Excerpted text =>
---+---

A really big caterpillar I named "Squirmsley"

The black dots are mountain climbers

It's lonely at the top

Seoul (taken by Lou from Detroit who I traded pictures with)

Yours truly, by Lou

I think I'm going to go to an English book exchange this Sunday in Itaewon, the "foreigner neighborhood" where the U.S. army base is located.

Saturday, September 26, 2009

Settling

I get groceries at a store three minutes from my house. The apples have been on sale. Zucchini is cheap, so are cherry tomatoes. Oranges from Chile. There are misty coolers full of leafy greens, long, slender radishes, things I don't recognize. I have to buy garlic either 20 bulbs at a time in a mesh orange sleeve, or peeled in a small tub of what looks like soy sauce. Tuna comes tinned with vegetables, and sharing the space turns it into a little tasty stew. Cardboard briefcases of Spam line the entry, gifts bosses give employees (hopefully) for Chusok. An employee mills around the store broadcasting the sale items on the P.A. through a Britney Spears headset microphone.

Down the road is a Crown bakery, a chain, I'm sure, where baguettes are cheap and good. Bread is inexpensive, and here is one of the few places where I've seen wheat. Bleached white flour goods abound.

Across from my apartment building is a mini-mart owned by a husband and wife whose English is endearing and guilt-inflicting. She referred me to a tiny bottle of something sugary and menthol flavored when I asked for antacids, which worked well. I buy drinking water in six-liter packs, and it pleases me to have them to patronize.

---+---

[Lines from a data collection]

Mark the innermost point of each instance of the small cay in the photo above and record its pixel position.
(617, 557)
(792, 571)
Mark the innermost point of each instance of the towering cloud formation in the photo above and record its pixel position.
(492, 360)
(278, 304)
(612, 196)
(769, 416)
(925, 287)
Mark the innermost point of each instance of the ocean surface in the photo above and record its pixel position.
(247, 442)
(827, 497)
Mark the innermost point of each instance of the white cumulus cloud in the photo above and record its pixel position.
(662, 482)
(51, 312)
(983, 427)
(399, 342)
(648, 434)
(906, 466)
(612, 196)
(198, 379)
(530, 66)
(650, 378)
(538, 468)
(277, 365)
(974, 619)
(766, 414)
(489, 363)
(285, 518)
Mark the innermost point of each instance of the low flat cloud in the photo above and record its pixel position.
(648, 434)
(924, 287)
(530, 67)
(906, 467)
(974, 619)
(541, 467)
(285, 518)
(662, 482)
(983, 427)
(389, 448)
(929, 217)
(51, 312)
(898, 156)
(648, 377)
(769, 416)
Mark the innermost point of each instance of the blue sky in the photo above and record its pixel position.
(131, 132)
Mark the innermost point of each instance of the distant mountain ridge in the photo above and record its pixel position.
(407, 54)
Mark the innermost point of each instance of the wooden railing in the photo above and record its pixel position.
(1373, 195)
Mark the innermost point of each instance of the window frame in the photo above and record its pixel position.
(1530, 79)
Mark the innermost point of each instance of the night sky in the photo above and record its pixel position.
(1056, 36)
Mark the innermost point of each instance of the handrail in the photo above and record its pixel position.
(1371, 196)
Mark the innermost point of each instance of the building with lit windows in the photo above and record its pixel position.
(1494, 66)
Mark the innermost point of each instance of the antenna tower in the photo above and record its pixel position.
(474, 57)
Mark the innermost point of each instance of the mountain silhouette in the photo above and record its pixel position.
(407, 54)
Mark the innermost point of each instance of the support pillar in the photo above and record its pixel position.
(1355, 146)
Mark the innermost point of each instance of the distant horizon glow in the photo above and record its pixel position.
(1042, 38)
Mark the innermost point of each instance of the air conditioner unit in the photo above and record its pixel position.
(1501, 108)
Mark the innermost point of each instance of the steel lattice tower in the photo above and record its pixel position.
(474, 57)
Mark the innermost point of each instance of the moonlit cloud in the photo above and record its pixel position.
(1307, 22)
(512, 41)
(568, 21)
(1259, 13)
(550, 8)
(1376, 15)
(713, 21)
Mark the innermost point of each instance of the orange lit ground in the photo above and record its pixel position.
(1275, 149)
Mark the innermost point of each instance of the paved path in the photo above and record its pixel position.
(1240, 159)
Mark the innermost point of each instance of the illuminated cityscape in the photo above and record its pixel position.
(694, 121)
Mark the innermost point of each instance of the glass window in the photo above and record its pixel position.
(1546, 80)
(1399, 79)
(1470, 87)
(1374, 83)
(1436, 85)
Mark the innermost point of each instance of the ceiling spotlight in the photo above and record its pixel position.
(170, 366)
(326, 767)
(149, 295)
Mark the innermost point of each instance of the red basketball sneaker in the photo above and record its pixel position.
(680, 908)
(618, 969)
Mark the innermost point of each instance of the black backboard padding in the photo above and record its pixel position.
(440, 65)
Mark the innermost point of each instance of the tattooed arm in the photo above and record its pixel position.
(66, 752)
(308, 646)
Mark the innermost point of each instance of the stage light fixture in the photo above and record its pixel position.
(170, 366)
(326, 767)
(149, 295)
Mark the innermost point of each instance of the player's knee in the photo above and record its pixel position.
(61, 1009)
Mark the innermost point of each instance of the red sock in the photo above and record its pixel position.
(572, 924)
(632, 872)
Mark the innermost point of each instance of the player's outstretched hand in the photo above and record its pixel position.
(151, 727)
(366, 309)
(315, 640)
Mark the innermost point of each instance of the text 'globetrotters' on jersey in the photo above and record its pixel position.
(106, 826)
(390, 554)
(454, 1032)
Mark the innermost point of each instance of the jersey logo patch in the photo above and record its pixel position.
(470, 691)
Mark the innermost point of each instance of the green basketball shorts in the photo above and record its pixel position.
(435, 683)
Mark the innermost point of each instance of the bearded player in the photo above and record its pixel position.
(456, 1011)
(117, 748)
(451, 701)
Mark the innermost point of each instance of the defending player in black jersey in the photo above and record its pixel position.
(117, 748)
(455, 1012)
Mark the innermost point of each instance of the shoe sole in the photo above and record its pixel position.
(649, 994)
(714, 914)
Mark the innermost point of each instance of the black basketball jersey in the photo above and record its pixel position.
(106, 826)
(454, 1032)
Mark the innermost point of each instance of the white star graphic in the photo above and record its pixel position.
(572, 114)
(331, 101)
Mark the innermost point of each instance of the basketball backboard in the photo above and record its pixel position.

---+---

List of tasks =>
1. In the blog post about settling in, why does the tinned tuna become a little tasty stew? Answer in one to three sentences.
2. Write the next part of the blog post about settling in, starting after its final sentence.
The lines above are not needed here.

Exercise answers =>
1. The tuna is sold in the tin together with vegetables. Sharing that space turns it into a little tasty stew.

2.
Gangnam is one of the more affluent commercial neighborhoods in Seoul. Twenty independent and chain convenience stores compete for a quarter of a square mile of business, and all seem to succeed. I can jump from the stoop of one coffee shop to the next and make it for blocks without having to touch sidewalk. Inexpensive sam gyap sal is everywhere, as are seafood restaurants with big, bubbling aquariums of clams and fish. Construction is omnipresent, crews working long into the night setting up new telecom outlets, clothing stores, offices. If anyone knows about the recession, they aren't letting on.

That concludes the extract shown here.